• PROBLEM TO WORK ON
Include no pictures. Output exactly the lines from the one that contains "For the benchmark, mark every instance of the light fixture" through the final line of the entries.

===== STORED ROWS =====

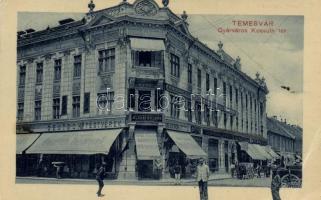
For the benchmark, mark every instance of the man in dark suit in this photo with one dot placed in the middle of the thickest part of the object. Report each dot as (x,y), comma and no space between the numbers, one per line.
(100,178)
(203,174)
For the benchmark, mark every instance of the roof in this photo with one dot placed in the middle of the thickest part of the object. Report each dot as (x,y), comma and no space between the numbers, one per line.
(275,126)
(140,10)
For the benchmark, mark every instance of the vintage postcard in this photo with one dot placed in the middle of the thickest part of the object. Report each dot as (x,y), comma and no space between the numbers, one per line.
(148,99)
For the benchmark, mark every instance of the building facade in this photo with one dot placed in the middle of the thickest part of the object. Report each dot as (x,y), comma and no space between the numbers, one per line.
(131,86)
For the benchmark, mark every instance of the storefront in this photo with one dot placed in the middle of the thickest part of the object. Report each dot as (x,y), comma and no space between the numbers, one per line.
(185,151)
(148,155)
(79,153)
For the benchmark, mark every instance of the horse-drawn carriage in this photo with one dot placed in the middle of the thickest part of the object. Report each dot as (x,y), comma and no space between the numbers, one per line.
(291,176)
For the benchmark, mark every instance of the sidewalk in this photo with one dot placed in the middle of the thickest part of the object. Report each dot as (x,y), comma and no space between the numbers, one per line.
(169,181)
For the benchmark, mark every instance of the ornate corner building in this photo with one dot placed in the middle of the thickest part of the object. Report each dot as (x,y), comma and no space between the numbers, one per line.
(111,87)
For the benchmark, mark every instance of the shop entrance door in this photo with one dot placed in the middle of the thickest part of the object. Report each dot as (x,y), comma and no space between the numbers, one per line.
(145,169)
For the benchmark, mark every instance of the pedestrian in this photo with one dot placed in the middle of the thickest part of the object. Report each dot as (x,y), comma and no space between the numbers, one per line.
(232,170)
(177,171)
(202,177)
(276,185)
(100,178)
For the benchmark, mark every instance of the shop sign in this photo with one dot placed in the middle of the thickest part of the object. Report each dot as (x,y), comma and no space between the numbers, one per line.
(146,117)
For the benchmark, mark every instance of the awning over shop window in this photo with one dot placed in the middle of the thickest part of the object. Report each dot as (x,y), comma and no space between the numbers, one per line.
(75,143)
(24,141)
(140,44)
(187,144)
(252,151)
(262,150)
(146,145)
(272,153)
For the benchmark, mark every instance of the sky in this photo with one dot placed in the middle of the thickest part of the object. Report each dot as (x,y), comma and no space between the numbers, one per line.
(277,56)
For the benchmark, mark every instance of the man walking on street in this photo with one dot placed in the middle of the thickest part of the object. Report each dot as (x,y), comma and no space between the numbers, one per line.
(202,177)
(100,178)
(177,170)
(276,185)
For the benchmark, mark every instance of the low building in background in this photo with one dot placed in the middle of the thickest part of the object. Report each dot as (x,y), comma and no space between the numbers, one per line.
(285,139)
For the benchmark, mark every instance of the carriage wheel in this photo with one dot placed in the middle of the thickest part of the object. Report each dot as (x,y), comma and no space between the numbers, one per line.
(291,181)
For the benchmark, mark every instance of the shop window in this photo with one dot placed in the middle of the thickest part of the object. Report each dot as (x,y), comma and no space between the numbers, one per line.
(76,106)
(39,72)
(87,103)
(175,65)
(57,76)
(20,111)
(64,105)
(199,78)
(77,66)
(106,60)
(22,75)
(37,110)
(56,108)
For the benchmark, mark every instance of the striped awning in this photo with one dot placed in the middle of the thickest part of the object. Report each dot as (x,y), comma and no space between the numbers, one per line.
(187,144)
(24,141)
(146,144)
(75,143)
(144,44)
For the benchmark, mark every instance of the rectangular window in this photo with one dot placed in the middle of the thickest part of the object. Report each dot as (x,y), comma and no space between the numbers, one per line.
(231,94)
(20,111)
(131,99)
(175,65)
(175,109)
(188,110)
(56,108)
(37,110)
(237,97)
(215,117)
(148,58)
(64,105)
(237,123)
(105,101)
(224,93)
(199,78)
(39,73)
(22,75)
(198,113)
(207,82)
(57,75)
(106,60)
(77,66)
(215,86)
(76,106)
(87,103)
(189,73)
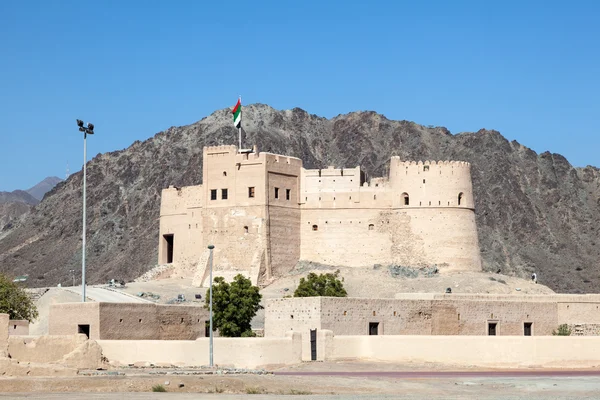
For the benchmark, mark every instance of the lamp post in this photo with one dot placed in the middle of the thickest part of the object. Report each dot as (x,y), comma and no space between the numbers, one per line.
(86,130)
(210,248)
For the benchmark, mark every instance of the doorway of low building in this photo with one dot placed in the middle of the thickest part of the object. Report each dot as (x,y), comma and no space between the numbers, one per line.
(374,328)
(492,328)
(313,345)
(169,240)
(85,329)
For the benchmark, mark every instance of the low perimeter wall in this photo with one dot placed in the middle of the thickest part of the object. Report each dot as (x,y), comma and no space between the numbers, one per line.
(68,350)
(484,351)
(239,352)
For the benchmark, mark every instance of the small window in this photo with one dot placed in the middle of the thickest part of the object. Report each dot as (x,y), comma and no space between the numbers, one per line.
(492,328)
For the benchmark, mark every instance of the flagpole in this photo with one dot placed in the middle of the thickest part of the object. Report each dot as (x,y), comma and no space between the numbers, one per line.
(240,128)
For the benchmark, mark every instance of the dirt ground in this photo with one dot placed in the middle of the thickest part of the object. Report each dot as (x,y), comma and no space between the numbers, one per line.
(381,382)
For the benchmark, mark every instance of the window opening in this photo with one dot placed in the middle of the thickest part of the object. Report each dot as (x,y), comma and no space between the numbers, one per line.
(373,328)
(406,198)
(169,241)
(84,329)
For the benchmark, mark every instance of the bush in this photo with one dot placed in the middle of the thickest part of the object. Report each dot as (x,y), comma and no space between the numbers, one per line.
(234,306)
(563,330)
(158,388)
(321,285)
(14,301)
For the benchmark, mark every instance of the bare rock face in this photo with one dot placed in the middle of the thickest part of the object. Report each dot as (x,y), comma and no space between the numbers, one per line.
(534,212)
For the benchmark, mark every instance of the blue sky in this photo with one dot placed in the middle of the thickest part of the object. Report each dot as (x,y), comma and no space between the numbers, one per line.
(529,69)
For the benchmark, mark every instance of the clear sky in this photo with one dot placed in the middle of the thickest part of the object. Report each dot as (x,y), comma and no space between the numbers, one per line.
(529,69)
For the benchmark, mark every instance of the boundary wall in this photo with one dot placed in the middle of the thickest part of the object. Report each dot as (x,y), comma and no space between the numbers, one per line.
(481,351)
(239,352)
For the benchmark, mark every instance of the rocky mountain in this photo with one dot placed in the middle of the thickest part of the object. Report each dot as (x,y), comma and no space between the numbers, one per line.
(39,190)
(18,196)
(535,212)
(14,205)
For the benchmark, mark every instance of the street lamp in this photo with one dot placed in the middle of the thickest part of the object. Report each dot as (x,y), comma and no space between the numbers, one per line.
(210,248)
(86,130)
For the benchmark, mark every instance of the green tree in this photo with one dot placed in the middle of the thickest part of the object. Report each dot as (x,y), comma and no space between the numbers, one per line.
(321,285)
(563,330)
(234,306)
(14,301)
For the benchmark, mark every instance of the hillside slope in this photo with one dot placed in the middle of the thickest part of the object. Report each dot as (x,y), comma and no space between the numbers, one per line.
(534,212)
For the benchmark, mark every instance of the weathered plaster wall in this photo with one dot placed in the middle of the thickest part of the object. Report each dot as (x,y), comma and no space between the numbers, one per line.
(64,318)
(239,352)
(18,327)
(433,314)
(482,351)
(129,321)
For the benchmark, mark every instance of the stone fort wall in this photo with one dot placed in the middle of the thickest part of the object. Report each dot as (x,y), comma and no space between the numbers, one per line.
(264,213)
(428,314)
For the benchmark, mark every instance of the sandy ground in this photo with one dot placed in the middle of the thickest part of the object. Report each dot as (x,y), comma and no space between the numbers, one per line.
(455,386)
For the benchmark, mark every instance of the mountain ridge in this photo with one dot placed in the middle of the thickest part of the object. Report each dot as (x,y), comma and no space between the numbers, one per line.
(535,212)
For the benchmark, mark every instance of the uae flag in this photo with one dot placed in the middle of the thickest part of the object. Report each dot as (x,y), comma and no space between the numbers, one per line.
(237,114)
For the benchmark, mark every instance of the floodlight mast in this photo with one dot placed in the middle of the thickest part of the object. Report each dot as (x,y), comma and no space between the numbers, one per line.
(86,130)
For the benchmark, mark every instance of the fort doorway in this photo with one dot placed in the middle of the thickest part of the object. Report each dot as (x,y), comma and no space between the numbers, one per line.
(373,328)
(527,328)
(492,328)
(313,345)
(169,239)
(85,329)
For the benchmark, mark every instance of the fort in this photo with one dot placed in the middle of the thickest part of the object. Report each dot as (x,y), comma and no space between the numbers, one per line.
(264,212)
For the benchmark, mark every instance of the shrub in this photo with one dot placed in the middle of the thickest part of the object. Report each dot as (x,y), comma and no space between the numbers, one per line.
(563,330)
(321,285)
(158,388)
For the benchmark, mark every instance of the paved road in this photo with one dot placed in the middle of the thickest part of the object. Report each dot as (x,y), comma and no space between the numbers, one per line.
(487,387)
(105,295)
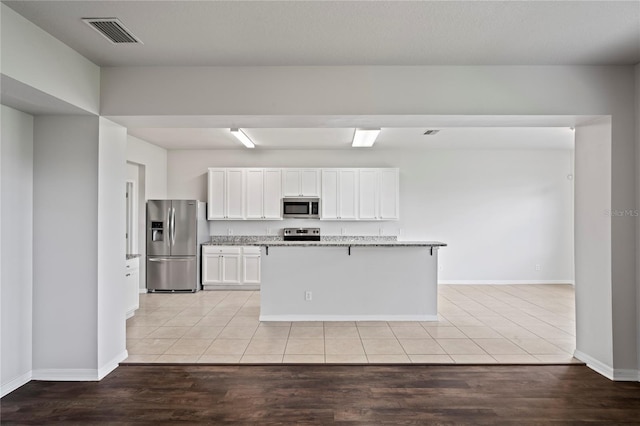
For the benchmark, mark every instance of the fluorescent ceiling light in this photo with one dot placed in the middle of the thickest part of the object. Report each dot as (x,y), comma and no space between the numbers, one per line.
(242,137)
(364,138)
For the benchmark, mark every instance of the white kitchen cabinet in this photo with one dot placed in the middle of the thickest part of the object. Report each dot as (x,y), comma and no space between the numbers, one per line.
(226,194)
(368,194)
(251,265)
(339,194)
(301,182)
(255,194)
(132,284)
(378,194)
(263,194)
(221,265)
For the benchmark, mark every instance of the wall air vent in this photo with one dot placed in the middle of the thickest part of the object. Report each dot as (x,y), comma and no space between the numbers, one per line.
(430,132)
(112,29)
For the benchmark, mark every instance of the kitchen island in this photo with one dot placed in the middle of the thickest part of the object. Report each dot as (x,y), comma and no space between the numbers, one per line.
(348,279)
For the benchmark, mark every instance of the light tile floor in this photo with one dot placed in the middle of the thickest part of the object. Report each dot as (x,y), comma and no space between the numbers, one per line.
(478,324)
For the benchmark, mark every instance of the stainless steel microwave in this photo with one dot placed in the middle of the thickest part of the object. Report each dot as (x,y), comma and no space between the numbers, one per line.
(301,208)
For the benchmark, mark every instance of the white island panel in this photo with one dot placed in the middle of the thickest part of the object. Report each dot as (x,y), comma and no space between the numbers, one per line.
(375,283)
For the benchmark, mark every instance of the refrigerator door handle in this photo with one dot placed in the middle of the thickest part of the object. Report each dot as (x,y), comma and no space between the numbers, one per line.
(173,226)
(169,227)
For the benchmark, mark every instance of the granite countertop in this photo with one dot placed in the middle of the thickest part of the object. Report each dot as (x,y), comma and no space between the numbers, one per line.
(329,241)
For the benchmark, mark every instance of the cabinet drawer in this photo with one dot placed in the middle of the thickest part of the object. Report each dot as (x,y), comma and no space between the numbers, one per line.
(221,250)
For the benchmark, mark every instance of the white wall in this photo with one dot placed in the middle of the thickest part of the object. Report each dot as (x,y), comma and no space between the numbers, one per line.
(637,78)
(152,184)
(65,228)
(36,59)
(501,212)
(133,172)
(243,93)
(16,153)
(111,306)
(154,159)
(593,227)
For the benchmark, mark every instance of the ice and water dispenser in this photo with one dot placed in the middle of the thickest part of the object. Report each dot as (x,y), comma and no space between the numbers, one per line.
(157,231)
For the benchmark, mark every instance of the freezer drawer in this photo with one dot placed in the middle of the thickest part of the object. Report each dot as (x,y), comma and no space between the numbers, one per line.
(174,273)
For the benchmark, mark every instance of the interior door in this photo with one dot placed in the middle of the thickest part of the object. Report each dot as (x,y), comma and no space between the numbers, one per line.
(183,229)
(158,228)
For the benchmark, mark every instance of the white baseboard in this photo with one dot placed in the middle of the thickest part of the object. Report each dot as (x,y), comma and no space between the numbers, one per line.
(503,282)
(348,317)
(14,384)
(112,365)
(79,374)
(66,374)
(626,375)
(595,365)
(248,287)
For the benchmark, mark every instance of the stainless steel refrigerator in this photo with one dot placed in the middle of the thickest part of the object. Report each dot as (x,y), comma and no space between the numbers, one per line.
(175,231)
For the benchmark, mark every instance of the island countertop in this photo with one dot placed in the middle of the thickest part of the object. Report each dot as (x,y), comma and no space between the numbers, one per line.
(324,242)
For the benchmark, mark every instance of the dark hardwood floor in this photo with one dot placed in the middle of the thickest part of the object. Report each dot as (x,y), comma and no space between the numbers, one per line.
(330,394)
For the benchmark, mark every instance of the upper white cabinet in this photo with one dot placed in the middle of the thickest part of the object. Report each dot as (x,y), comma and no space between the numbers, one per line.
(301,182)
(389,193)
(264,194)
(339,198)
(226,194)
(378,194)
(345,193)
(272,207)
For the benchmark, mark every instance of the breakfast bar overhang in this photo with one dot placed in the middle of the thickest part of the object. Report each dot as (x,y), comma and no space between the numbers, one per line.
(349,281)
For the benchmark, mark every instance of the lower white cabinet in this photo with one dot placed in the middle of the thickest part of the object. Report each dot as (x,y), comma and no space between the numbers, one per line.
(230,267)
(132,285)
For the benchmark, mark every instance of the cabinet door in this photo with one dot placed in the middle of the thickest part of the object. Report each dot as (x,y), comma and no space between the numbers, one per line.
(272,207)
(211,268)
(216,199)
(348,194)
(251,268)
(291,183)
(310,182)
(255,194)
(367,198)
(329,199)
(235,194)
(231,268)
(389,194)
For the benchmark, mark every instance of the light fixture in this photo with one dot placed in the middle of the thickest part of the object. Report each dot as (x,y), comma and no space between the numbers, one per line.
(242,137)
(364,138)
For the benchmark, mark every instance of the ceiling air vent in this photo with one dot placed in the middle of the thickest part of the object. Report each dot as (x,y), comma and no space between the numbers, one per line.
(112,29)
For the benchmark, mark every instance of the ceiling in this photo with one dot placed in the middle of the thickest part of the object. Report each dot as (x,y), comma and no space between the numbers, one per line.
(283,33)
(340,138)
(329,33)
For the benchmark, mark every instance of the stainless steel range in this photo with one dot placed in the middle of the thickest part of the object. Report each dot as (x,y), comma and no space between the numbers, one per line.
(301,234)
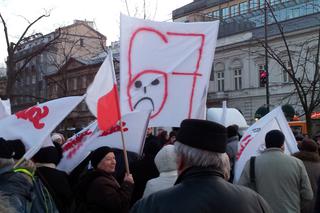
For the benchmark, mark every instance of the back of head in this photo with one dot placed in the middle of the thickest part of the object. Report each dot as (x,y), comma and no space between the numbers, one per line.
(203,134)
(274,139)
(203,143)
(97,155)
(165,160)
(11,149)
(232,131)
(50,154)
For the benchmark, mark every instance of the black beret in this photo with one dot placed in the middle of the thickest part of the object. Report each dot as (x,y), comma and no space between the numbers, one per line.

=====

• COMPLETE RESPONSE
For the benchmark, mark every instance of the light fixture in this photo with one dot placed in the middle of the thickest part of the object. Report each dot as (x,y), comma and no space between the numbers, one per line.
(242,137)
(364,138)
For the benchmark, mark every instance of the ceiling air vent in this photo with one dot placed in the middle of the thickest part of the object. Report each dot as (x,y), comma and no space between the numbers, one per line.
(112,29)
For the benchmark, mark every instance of the ceiling in this photo with one dot placed in the middle of the thickest part of the object. Report each dot as (x,y), comma and no space between the numbers, one per line.
(283,33)
(340,138)
(329,33)
For the benchmark, mark every instance of the stainless steel range in this photo with one dot placed in the middle of the thickest part of the object. Report each dot as (x,y), comma and no space between the numbers, one per line.
(301,234)
For the benchmark, mark every instance of the back of head in this photo with one dot placed in the middle of the thickest part of the object. Report each dot as (x,y), comma and no space between the numbers, one per line.
(203,134)
(274,139)
(203,143)
(97,155)
(165,160)
(11,149)
(232,131)
(50,154)
For the benchmark, mark every instance of the black beret in this photo with one dot placed in the middle of the thickest part of the object. Report each dot as (x,y), comma and no space between the numbers, one per line.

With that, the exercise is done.